+++ Data to use

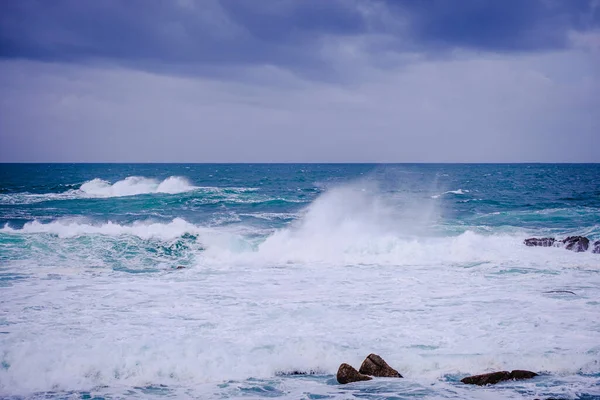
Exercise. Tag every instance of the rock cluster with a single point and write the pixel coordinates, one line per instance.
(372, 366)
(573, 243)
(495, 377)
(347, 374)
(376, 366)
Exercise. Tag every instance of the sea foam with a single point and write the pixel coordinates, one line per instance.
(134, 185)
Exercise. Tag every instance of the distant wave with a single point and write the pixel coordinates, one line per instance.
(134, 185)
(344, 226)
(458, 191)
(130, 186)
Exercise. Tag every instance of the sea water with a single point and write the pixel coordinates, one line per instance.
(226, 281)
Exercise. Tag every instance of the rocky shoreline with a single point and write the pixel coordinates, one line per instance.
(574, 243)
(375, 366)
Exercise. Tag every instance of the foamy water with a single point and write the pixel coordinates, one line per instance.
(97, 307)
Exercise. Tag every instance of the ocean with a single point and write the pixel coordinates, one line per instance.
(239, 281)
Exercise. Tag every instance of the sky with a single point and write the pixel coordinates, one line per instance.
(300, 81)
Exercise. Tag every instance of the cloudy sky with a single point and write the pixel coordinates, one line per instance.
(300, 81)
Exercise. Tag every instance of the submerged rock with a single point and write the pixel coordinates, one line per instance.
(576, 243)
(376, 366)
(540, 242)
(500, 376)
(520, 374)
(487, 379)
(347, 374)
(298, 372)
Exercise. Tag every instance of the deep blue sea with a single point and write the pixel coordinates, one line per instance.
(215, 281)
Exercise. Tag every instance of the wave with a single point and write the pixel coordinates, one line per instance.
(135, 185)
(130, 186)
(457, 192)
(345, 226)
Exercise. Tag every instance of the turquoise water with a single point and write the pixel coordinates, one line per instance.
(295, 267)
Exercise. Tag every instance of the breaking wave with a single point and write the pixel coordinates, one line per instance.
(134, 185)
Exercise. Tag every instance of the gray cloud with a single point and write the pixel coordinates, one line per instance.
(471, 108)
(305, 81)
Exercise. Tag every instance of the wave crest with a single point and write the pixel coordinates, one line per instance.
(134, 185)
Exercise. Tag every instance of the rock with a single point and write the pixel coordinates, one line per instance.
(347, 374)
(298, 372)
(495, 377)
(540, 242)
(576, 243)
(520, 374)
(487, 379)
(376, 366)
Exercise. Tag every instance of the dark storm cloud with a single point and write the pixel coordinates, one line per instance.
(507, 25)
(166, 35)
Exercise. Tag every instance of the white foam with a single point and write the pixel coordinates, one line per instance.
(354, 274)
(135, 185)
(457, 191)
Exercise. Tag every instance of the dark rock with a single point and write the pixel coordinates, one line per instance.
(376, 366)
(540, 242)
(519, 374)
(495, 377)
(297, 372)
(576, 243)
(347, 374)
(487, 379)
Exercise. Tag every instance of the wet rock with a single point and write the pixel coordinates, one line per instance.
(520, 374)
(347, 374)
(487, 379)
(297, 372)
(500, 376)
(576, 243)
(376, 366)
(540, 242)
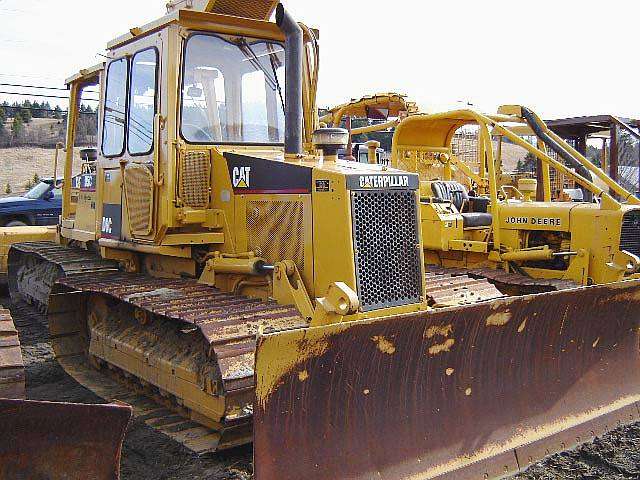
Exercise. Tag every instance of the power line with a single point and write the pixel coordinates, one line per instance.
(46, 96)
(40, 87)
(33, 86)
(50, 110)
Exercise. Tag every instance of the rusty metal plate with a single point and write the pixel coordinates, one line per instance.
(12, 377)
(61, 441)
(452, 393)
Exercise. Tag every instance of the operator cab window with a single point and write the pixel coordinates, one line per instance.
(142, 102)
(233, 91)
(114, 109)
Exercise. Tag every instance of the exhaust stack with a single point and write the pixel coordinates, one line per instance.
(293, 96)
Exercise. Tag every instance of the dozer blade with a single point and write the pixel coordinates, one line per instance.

++++++

#### Aim:
Rewrite the records, beginning at the line that has "Exercise. Tag every instance of the rusty" and stopping after the last line of the records, with every line kept, requests included. Offset each point coordinate in the answers by adding 132 to it.

#### Output below:
Exercise. Tag every instance of the rusty metal plate with a single point and write the pixel coordinates, one line per instance.
(144, 509)
(193, 573)
(584, 525)
Exercise. Tag every instance of the operator cab window with a single point and write the pixel coordinates, one line per instance.
(274, 234)
(365, 223)
(246, 241)
Exercise. Tag every instance of the exhaust stack with a single point and write the pixel coordinates, one line per instance.
(425, 228)
Exercise. Tag every instance of the dozer blade with a single point and write the pixel coordinates, one line per instance.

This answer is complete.